╭──

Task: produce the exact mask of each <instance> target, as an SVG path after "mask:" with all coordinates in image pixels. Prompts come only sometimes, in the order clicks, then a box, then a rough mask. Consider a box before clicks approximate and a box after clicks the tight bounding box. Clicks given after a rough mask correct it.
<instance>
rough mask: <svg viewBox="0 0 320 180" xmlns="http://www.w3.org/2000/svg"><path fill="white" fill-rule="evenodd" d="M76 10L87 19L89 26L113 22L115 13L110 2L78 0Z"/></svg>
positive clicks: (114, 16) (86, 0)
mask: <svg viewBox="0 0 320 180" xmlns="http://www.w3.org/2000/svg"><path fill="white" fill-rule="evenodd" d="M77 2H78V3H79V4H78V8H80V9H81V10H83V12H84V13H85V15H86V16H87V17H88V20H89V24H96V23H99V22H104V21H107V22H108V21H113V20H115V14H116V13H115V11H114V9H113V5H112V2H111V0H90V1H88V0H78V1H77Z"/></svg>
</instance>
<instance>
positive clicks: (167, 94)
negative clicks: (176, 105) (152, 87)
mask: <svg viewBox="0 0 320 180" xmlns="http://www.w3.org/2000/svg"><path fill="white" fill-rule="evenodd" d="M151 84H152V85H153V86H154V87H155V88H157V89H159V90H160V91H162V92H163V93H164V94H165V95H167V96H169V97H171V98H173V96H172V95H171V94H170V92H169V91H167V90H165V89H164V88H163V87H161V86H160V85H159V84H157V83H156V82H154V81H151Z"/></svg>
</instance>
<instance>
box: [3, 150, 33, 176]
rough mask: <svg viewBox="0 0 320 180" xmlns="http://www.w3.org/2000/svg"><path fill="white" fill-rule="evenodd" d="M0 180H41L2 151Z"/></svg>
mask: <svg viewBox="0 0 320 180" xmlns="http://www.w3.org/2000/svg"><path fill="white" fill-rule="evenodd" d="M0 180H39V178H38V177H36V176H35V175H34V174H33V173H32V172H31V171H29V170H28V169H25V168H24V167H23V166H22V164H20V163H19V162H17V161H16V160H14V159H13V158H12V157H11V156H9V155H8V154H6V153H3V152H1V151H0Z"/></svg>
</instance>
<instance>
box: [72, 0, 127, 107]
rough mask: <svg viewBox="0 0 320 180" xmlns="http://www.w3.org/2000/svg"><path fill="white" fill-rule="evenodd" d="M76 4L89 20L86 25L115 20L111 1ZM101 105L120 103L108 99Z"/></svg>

╰──

== ABOUT THIS EXERCISE ==
Render every line of the entries above as a Markdown table with the columns Row and Line, numbering the lines in order and leaving out any blank ones.

== RESULT OF THE EXERCISE ==
| Row | Line |
|---|---|
| 1 | Task: produce the exact mask of each <instance> target, as an SVG path after "mask:" with all coordinates in image pixels. Prompts come only sometimes, in the order clicks, then a box, then a rough mask. Consider a box before clicks approximate and a box after clicks the tight bounding box. Clicks given after a rough mask correct it. |
| 2 | <instance> |
| 3 | rough mask: <svg viewBox="0 0 320 180" xmlns="http://www.w3.org/2000/svg"><path fill="white" fill-rule="evenodd" d="M76 10L87 19L89 26L113 22L115 13L110 2L78 0Z"/></svg> |
| 4 | positive clicks: (114, 16) (86, 0) |
| 5 | mask: <svg viewBox="0 0 320 180" xmlns="http://www.w3.org/2000/svg"><path fill="white" fill-rule="evenodd" d="M77 2H78V3H79V4H78V8H80V9H81V10H83V12H84V13H85V15H86V16H87V17H88V20H89V24H96V23H99V22H104V21H107V22H108V21H113V20H115V14H116V13H115V11H114V9H113V5H112V2H111V0H90V1H88V0H78V1H77Z"/></svg> |
| 6 | </instance> |
| 7 | <instance> |
| 8 | positive clicks: (167, 94) |
| 9 | negative clicks: (176, 105) (152, 87) |
| 10 | mask: <svg viewBox="0 0 320 180" xmlns="http://www.w3.org/2000/svg"><path fill="white" fill-rule="evenodd" d="M151 84H152V85H153V86H154V87H155V88H157V89H159V90H160V91H162V92H163V93H164V94H165V95H167V96H169V97H171V98H173V96H172V95H171V94H170V92H169V91H167V90H165V89H164V88H163V87H161V86H160V85H159V84H157V83H156V82H154V81H151Z"/></svg> |
| 11 | </instance> |
| 12 | <instance> |
| 13 | box: [3, 150, 33, 176] |
| 14 | rough mask: <svg viewBox="0 0 320 180" xmlns="http://www.w3.org/2000/svg"><path fill="white" fill-rule="evenodd" d="M0 180H41L2 151Z"/></svg> |
| 15 | mask: <svg viewBox="0 0 320 180" xmlns="http://www.w3.org/2000/svg"><path fill="white" fill-rule="evenodd" d="M0 180H39V178H38V177H36V176H35V175H34V174H33V173H32V172H31V171H29V170H28V169H25V168H24V167H23V166H22V164H20V163H19V162H17V161H16V160H14V159H13V158H12V157H11V156H9V155H8V154H6V153H3V152H1V151H0Z"/></svg> |
| 16 | </instance> |
| 17 | <instance> |
| 18 | box: [72, 0, 127, 107] |
| 19 | rough mask: <svg viewBox="0 0 320 180" xmlns="http://www.w3.org/2000/svg"><path fill="white" fill-rule="evenodd" d="M76 4L89 20L86 25L115 20L111 1ZM101 105L120 103L108 99Z"/></svg> |